EXERCISE BRIEF: Could you copy every one of the rows below character for character, with no changes?

DATA FOR THIS EXERCISE:
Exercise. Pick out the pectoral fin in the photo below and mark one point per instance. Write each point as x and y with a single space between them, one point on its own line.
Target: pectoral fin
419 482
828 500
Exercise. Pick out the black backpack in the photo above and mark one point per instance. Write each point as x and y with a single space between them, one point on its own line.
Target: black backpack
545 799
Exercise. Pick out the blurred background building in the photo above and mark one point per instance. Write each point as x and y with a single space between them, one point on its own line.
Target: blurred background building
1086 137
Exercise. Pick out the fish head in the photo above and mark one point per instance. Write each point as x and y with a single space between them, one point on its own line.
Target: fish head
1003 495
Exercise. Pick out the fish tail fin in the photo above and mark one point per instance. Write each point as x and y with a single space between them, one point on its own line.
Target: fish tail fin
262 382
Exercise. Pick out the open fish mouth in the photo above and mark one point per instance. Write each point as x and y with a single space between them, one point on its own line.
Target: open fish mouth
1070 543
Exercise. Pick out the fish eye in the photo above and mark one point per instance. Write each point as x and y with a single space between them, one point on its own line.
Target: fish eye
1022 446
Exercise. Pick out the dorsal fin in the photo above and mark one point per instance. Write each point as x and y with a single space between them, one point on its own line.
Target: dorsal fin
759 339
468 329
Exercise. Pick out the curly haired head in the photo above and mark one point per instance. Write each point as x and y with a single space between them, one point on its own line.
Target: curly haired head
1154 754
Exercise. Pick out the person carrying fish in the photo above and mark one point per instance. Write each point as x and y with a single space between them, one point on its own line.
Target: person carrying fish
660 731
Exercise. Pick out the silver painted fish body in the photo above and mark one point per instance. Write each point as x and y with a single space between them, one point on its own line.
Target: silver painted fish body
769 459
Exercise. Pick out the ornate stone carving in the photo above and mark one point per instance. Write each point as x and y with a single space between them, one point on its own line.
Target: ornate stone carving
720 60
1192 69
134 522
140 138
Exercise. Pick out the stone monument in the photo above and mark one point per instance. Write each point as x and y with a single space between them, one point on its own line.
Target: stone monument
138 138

EXERCISE RESPONSE:
Exercise. Pick out the pectoral fin in the photo below and mark one point per instance. Write each point as x and y with a single space between them, one point on its own line.
Target: pectoral fin
419 482
828 500
Exercise. Pick out the black backpack in the photo above and mark one point per instance. Write each point as x and y with a single space between them, one point on its own line.
Target: black backpack
545 799
Exercise. Pick out the blurred background building in the photo above and mark one point per instance. Write each point as x and y with a single space between them, one point on its own line.
Target: blurred background building
1086 137
Exercise. Pick out the fish head in the photo above and mark one point per instance. Write each point as x and y with a single space between them, one point on its own line.
Target: fish head
1003 495
Exercise. Pick out the fish tail fin in the photo above and mark one point per instance. Write each point as x and y with a single space between them, one point on its own line.
Target: fish tail fin
262 382
Exercise. Pick out the open fish mouth in the photo above and mark one point per instance. Write each point as x and y with a single space between them, one point on its own line.
Target: open fish mouth
1070 543
Exercise. Pick out the fish eye in the photo above and mark one point per instance. Write each point as x and y with a single space between them, one point on its own line.
Target: fish eye
1022 446
Exercise. Pick out the dorsal fin in the photo above and mark one point per instance. Write each point as x and y with a single space between them, one point on its own line.
Target: dorsal fin
759 339
468 329
Exercise. Pick out the curly haired head in the photo above and mark one point per instance. Write each point as x and y with a single space between them, one point on its own line.
Target: curly haired head
1154 754
Exercise. Pick out the person carrying fish in the photo above and mark one point per instance. Write each point as x and y with a single space between them, one point on its own line.
Target: person carrying fish
660 731
Exercise. Pick out the silver painted fish body in the photo above and mark one point per instance. Write each point as x and y with a single space between them, one point on its own line.
Target: silver painted fish body
769 459
Exercise. Pick out the ornate stone carving in the photo above and mark one point per instance. Write each point as x and y with a single space between them, one point on its own line.
Target: ornate stone carving
720 60
1192 69
134 522
140 138
Exercise. Pick out the stone monument in the photo above and mark one point per instance. Write each point as x and y with a single space between them, one point on its own line.
Target: stone monument
138 138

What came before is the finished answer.